Stated exercise:
Locate each line of the entries below that contains the string "white" and copy those lines in full.

━━ Input material ━━

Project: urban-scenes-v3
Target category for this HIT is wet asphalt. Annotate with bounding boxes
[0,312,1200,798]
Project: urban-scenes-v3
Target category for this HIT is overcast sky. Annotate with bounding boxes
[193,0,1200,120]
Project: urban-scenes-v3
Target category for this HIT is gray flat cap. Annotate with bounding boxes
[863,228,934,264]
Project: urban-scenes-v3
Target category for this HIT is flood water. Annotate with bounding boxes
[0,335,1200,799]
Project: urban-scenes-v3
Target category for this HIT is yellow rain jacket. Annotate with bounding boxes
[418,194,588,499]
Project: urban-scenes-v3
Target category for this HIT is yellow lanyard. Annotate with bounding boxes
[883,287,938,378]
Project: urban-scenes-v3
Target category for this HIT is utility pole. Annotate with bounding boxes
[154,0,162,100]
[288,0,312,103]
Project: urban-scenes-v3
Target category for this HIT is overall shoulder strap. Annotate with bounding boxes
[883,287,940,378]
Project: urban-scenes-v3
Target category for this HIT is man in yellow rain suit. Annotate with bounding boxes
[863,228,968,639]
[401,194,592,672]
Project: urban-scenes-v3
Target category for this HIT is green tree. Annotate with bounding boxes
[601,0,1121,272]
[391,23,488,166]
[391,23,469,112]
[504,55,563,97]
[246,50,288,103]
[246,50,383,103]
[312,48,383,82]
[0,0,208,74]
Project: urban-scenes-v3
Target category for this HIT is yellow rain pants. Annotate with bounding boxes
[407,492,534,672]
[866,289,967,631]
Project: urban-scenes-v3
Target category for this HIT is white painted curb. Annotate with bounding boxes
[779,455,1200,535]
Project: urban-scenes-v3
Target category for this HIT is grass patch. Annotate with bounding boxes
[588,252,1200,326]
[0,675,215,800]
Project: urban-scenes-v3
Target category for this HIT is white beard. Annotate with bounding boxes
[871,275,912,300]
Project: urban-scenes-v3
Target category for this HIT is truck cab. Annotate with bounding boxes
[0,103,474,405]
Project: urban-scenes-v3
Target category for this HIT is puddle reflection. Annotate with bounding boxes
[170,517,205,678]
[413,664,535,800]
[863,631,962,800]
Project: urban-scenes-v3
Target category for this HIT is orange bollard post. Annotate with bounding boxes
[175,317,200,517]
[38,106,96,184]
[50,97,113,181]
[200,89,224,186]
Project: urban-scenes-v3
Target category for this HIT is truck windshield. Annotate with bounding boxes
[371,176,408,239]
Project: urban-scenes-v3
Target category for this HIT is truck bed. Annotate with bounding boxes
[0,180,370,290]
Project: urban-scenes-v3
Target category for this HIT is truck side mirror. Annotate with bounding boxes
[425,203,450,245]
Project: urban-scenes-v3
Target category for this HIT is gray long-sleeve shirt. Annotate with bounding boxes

━━━

Exercise response:
Target category for this HIT is white painted curb. Annotate with bounding boxes
Target category for this HIT is white beard. Annotate with bounding boxes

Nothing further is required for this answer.